■ **Description of the task**
Can you update the data below, replacing every "Objective" with "Task" and leaving everything else unchanged?

■ **Material for this exercise**
--- start ---
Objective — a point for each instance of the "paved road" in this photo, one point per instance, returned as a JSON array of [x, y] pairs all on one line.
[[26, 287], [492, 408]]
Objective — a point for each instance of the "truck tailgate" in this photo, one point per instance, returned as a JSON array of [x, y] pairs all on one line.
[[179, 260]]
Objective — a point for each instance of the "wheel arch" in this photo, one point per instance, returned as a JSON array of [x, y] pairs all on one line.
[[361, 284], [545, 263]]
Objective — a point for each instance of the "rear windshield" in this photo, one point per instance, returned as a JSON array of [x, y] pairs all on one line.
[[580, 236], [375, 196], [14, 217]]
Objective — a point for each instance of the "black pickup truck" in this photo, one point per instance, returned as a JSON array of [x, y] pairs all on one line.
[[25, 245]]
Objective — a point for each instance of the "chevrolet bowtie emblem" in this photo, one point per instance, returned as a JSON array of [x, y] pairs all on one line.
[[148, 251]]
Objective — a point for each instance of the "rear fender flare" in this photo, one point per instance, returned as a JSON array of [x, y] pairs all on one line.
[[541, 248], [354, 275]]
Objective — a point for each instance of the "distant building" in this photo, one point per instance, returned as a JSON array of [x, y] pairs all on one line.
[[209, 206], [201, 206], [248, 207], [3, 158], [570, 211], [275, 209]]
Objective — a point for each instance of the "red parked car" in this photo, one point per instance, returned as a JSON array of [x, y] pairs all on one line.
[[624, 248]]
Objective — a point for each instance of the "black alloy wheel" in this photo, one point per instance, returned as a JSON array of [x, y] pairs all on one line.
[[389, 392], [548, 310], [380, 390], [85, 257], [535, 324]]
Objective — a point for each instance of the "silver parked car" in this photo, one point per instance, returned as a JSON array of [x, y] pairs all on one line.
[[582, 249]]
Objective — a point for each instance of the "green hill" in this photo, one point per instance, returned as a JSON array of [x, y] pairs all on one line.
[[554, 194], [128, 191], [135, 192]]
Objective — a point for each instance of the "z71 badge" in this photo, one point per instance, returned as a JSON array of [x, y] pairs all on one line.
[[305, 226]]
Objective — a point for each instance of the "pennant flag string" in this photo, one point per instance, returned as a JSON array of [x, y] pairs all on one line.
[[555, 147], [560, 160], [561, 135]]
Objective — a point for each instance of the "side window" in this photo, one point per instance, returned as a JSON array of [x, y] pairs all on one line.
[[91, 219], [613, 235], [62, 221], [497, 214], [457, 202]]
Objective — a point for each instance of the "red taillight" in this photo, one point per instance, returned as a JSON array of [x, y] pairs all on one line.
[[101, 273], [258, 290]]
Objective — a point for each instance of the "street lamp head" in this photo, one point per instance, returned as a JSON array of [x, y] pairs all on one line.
--- end ---
■ **Output below**
Task — a point for each instance of the "paved road" in this photo, one point per instance, returned as a JSON array of [x, y] pairs all on one line.
[[26, 287], [492, 408]]
Task — a point for each instance of the "truck tailgate" in this photo, one point per instance, returned as a JSON array of [x, y] pairs all on one line.
[[179, 260]]
Task — a point for each instance of the "wheel arch" in this photo, one point per instance, returned as a JSON array of [x, y] pairs all on one line.
[[361, 284], [545, 263]]
Task — a point for each instance of the "rear windshield" in this photo, one point per instance, returned as a JSON array of [x, y] pairs all on one line.
[[580, 236], [375, 196], [14, 217]]
Task — a point for each instance of the "black pickup truck" in this photo, one point per instance, returned as a JSON array of [x, y] pairs all on one line.
[[25, 245]]
Task — a point for each instance of the "chevrolet bowtie emblem" in this photo, one point per instance, returned as a JSON array of [x, y] pairs all on one line.
[[148, 251]]
Task — a point for each instance of the "rear fender flare" in this photo, one point per instance, returned as a JSON array of [x, y] pairs all on one line.
[[541, 248], [354, 275]]
Task — a point for each instance of the "distant building" in this photo, one point per instance, returned as a JSON array of [x, y] pairs all on one line.
[[209, 206], [201, 206], [248, 207], [3, 158], [570, 211], [275, 209]]
Task — a point for each instance of the "red parked car" in this photo, one point per instance, returned as a JSON array of [x, y] pairs all on one line.
[[624, 248]]
Task — a point for each instance of the "black alloy wheel" in this photo, one point per instance, returned as a JSON array of [x, y] pairs all on one line.
[[389, 392], [548, 310], [380, 390], [85, 257], [535, 324]]
Task — a point for each instance of the "silver parked car" in this photo, one point per instance, returned as a JSON array of [x, y] pairs all on one line.
[[582, 249]]
Task — a point for each instance of the "green hill" in this photo, one point per instance, returned as a JSON array of [x, y] pairs all on one line.
[[554, 194], [128, 191], [135, 192]]
Task — a point for each instance of the "z71 badge" in this photo, one point per instance, returned as a JSON array of [x, y] pairs all on one line.
[[305, 226]]
Task — a point for each instance of the "pennant flag string" in this photo, one point per instance, returned as a JSON array of [x, y] pairs all on one line.
[[555, 147], [560, 160], [561, 135]]
Task — a point for each instance of the "side window" in this photo, one point per instance, returned as a JSON array of [x, y] pairs all on one line.
[[91, 219], [613, 235], [62, 221], [497, 214], [457, 202]]
Task — a point for each instance of the "red taillight" in this photo, one point per instance, returned as a JSON array of [x, y] pairs all on one line.
[[101, 273], [258, 290]]
Task — a point for each instance of the "street lamp head" in this photo, one point per instance, returned as a JSON array of [x, y] pairs all on one line.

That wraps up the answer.